══ Stored rows ══

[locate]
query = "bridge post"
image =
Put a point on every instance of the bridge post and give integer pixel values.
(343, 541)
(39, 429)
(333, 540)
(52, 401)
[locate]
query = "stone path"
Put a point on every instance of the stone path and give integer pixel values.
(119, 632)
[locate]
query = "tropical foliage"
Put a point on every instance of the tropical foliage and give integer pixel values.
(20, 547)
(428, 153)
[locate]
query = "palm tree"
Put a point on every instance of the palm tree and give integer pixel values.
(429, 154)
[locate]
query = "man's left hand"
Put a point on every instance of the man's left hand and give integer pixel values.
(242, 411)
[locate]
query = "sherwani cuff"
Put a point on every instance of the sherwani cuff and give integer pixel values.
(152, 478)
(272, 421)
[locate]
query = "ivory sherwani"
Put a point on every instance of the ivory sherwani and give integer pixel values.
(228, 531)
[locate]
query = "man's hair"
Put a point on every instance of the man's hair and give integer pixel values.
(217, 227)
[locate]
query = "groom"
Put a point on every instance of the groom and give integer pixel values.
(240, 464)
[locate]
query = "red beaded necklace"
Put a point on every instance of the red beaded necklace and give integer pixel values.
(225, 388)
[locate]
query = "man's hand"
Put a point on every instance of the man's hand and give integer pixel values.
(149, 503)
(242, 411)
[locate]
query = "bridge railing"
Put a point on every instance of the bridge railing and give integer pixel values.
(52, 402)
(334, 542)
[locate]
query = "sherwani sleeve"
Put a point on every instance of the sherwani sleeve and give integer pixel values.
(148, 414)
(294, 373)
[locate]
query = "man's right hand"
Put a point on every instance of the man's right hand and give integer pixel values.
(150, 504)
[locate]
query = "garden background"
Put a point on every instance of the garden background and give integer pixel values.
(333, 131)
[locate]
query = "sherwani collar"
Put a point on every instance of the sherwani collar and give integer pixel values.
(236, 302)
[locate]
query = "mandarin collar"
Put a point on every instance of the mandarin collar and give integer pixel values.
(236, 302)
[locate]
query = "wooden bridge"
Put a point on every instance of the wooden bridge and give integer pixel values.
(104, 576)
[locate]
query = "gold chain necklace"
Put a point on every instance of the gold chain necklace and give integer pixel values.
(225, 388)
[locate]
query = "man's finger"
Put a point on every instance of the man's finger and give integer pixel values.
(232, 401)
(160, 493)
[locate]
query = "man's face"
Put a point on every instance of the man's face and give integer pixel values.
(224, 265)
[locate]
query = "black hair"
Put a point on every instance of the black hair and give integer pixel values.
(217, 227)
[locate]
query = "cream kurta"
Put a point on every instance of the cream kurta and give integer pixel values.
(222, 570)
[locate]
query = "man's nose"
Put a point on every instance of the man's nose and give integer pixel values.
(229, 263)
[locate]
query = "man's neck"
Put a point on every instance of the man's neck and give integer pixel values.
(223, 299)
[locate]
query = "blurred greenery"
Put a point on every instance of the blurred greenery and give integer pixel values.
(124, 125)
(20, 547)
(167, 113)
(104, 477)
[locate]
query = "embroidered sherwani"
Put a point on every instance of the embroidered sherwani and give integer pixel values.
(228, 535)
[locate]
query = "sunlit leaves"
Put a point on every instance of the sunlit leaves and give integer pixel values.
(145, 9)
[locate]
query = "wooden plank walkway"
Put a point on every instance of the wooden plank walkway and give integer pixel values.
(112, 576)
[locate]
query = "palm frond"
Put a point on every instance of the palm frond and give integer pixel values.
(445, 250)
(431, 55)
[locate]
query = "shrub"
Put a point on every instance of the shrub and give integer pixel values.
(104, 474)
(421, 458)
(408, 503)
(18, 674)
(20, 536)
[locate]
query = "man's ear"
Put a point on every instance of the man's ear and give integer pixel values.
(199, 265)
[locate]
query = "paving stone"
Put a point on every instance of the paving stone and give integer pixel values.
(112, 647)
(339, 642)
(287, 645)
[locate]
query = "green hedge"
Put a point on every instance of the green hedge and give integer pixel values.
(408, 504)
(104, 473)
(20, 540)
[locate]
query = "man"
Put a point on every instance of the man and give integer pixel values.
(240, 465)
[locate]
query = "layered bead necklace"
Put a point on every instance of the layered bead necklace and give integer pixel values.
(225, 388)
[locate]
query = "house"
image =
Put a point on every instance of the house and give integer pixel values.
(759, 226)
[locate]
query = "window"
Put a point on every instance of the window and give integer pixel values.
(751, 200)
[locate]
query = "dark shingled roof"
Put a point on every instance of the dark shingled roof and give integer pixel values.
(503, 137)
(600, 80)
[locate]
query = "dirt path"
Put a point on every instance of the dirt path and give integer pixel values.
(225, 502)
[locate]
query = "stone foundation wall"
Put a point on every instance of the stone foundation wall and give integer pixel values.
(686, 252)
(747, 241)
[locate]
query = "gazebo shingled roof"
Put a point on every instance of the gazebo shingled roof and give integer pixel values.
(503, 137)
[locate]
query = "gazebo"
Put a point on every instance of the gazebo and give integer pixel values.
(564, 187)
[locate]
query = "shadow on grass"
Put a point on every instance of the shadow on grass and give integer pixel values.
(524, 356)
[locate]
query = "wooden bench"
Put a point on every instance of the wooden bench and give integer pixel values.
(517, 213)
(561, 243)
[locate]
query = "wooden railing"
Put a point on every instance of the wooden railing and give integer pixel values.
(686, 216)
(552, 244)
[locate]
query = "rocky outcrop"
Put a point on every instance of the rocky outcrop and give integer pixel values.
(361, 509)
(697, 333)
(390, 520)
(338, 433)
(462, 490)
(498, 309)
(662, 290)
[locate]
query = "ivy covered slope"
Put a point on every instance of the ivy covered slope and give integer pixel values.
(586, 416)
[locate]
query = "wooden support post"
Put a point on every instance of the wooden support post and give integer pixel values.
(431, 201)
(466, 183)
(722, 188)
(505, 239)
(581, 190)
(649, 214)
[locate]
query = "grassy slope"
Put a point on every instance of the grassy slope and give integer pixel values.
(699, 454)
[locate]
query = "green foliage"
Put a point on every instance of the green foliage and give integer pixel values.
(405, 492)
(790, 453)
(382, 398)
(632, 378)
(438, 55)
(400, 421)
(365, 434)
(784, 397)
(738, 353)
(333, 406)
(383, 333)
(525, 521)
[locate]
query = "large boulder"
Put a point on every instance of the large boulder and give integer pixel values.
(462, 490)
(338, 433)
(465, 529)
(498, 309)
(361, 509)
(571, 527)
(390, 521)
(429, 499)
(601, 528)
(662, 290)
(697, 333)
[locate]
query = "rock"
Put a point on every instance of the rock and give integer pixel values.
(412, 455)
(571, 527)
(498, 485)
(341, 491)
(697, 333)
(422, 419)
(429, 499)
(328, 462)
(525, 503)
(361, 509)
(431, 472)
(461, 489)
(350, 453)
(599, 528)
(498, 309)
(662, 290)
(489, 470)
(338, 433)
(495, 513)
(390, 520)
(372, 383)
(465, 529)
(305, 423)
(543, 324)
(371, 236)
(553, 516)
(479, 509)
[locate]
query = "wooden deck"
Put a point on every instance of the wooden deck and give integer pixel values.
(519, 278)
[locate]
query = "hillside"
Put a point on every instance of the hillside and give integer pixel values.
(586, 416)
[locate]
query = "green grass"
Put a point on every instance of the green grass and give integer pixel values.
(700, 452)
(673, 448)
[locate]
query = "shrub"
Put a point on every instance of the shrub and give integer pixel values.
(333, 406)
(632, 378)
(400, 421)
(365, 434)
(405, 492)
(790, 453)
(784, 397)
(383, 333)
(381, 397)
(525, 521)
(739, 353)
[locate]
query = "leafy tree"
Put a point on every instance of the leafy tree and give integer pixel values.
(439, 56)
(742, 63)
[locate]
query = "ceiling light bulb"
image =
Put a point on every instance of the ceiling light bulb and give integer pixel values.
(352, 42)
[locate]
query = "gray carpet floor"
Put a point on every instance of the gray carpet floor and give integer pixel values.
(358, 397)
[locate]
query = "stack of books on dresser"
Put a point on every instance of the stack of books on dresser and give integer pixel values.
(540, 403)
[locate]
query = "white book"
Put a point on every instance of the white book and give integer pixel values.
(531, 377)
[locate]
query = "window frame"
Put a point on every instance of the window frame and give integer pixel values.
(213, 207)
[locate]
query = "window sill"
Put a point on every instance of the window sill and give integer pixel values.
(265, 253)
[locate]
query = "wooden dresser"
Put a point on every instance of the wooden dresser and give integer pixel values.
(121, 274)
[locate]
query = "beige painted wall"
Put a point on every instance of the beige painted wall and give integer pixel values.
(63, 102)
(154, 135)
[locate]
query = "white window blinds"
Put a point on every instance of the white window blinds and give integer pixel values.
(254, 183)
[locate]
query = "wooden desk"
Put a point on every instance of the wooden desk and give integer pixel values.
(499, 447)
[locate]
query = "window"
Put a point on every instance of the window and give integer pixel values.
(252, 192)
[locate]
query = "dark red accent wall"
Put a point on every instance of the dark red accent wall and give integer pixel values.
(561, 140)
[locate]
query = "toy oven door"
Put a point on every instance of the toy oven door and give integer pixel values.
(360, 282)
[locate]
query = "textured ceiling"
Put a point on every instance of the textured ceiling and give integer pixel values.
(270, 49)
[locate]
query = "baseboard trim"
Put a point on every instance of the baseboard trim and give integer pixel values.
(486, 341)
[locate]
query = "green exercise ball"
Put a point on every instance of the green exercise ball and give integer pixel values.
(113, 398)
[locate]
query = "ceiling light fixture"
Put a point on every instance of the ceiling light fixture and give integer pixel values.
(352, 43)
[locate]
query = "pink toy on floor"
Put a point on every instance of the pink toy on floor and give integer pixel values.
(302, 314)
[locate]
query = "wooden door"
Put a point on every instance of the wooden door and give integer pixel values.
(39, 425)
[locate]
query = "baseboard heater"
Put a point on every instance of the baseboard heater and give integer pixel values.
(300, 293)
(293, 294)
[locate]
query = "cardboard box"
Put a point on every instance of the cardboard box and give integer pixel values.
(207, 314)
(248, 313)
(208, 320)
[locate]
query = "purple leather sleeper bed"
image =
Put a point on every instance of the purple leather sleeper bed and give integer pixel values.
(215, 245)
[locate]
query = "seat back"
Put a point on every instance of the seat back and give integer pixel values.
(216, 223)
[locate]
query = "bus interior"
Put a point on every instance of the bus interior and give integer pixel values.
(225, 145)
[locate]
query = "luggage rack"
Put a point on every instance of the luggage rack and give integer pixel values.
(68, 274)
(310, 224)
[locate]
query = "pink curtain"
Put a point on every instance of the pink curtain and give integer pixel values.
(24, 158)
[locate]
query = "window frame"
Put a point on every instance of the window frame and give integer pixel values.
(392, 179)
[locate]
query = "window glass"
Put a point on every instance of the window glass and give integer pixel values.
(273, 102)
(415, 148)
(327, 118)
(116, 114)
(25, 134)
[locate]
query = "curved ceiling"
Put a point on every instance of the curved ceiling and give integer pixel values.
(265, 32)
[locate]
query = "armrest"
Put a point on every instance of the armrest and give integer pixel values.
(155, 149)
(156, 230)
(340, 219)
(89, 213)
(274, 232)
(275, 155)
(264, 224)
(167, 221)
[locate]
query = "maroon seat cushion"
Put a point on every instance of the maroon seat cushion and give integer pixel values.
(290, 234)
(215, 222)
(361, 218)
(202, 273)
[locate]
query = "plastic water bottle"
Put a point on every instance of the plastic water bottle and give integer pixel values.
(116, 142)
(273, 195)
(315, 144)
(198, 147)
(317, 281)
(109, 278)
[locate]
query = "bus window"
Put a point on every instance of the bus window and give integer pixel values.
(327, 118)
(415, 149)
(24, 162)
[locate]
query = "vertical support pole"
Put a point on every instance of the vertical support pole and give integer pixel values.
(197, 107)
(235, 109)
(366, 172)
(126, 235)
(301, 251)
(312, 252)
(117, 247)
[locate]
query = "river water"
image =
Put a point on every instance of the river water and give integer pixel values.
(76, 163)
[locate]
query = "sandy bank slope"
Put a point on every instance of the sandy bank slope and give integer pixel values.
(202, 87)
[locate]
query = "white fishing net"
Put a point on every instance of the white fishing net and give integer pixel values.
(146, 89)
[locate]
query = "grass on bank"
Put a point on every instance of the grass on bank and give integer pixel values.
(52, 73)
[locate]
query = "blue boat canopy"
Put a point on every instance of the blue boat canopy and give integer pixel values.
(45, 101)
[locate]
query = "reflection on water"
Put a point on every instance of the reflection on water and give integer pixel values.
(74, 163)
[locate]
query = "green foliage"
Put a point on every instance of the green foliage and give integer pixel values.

═══

Locate each line in the records that contains the word "bottle" and copy those lines out in full.

query = "plastic water bottle"
Put a point on every instance of the plastic water bottle and give integer pixel values.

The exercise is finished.